**EXERCISE TEXT**.
=-=-=

SpHb measurements were obtained using a Masimo Radical-7 pulse CO-Oximeter and Rainbow SpHb adhesive ReSposable sensor. Of the 327 patients, eight received blood transfusions, seven in the standard of care group and only one in the SpHb group.
As a result, the frequency of intraoperative transfusion was 86% lower in the SpHb group compared to the standard care group. In addition, the average number of units of blood transfused was 90% lower in the SpHb group compared to the standard care group.
The lack of blood transfusion in the SpHb group did not subject those patients to added risk as there were no differences in the 30-day complication rates between groups. Researchers concluded that the use of SpHb monitoring resulted in fewer intraoperative blood transfusions.
Additionally, researchers presented a retrospective cohort analysis at the ASA, which showed that in a case-by-case matched group of 327 patients, same age, gender and surgical procedure as each patient in the active study. These patients taken from the six-month period prior to the study, the transfusion rate on them without SpHb monitoring was 4.6%, consistent with the 4.5% transfusion rate of the standard care group in the active control study.
Results from the cohort analysis demonstrate that SpHb monitoring made a key difference in reducing the transfusion rate. It is important to point out that there is growing evidence that blood transfusions expose patients to significantly increased morbidity and mortality risk with evidence that each unit of blood increases the risk of infection, pneumonia, sepsis and mortality after surgery.
Furthermore, the research suggests that these risks could be largely avoided through implementation of better blood management techniques and more appropriate indicators for transfusion. This MGH study was the first to show the ability to reduce blood transfusions with SpHb monitoring.
And we expect it to have important clinical implications in reducing patient surgical risk and reducing costs. Our opportunity to extend the adoption of continuous SpHb took another step forward late in the third quarter when we received regulatory clearance in Japan.

=-=-=

**REQUIRED ACTION 1**. According to the SpHb monitoring text, how many of the 327 patients received blood transfusions?
**REQUIRED ACTION 2**. Write the next few sentences of the SpHb monitoring text, picking up right after its final sentence.

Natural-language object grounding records
=-=-=

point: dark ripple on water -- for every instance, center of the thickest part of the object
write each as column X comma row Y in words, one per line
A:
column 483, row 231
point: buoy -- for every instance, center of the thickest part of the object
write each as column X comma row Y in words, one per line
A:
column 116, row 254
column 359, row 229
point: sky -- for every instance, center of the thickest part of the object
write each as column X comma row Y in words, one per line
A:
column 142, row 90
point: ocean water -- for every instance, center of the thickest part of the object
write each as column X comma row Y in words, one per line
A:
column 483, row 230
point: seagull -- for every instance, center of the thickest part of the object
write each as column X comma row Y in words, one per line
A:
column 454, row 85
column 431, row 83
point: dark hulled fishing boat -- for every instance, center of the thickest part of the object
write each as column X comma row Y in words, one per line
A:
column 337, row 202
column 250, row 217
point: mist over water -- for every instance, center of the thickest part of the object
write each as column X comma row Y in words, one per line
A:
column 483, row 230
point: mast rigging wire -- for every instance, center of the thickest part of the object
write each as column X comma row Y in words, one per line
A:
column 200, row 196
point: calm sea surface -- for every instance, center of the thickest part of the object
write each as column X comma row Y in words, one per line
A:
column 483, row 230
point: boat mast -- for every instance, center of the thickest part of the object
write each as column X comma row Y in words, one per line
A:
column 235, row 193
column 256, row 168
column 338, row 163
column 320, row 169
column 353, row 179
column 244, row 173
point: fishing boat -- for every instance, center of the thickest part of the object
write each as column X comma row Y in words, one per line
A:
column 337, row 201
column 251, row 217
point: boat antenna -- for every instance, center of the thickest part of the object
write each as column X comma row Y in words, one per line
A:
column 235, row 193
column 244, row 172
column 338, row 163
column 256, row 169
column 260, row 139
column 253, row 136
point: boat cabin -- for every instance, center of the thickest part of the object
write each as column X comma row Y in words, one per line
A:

=-=-=

**EXERCISE OUTPUT 1**. Eight: seven in the standard of care group and one in the SpHb group.

**EXERCISE OUTPUT 2**.
Our Japan team has been working closely with various university and other major hospitals in Japan to educate them on SpHb's benefits. In fact, the third quarter results include some early SpHb license sales.
And we expect hemoglobin to be an important contributor to our efforts to build in this region. Touching quickly on other Rainbow developments in the quarter, as Mark said earlier, we were excited to forge a relationship with the U.S.
Marine Corps, which purchased a number of our Rad-57 units fully loaded with Rainbow capability. These Rad-57 devices will be part of USMC medical kits used by shock trauma platoons, providing resuscitative surgical support close to the battlefield.
These medical units provide care to both combat and civilian casualties. And we are gratified to see Masimo's technology being deployed to address such a vital need.
Masimo's Rad-57 is now included on the inventory list for U.S. Marine Corps forward medical units.
So we expect this to continue to contribute to our growth over time. Also during the quarter, Frankfurt, Germany officials decided to equip every EMS vehicle in the city with Rad-57, making carbon monoxide screening by Pulse CO-Oximetry, a citywide EMS requirement.
Similarly, the Odessa Fire Company in the state of Delaware recently distributed Rad-57 to every fire district in the state, making it the first in the country to place this life-saving technology in every fire response district. Limited market release of Pronto-7, our new handheld device designed for quick and easy noninvasive hemoglobin spot-check testing, is now in full swing.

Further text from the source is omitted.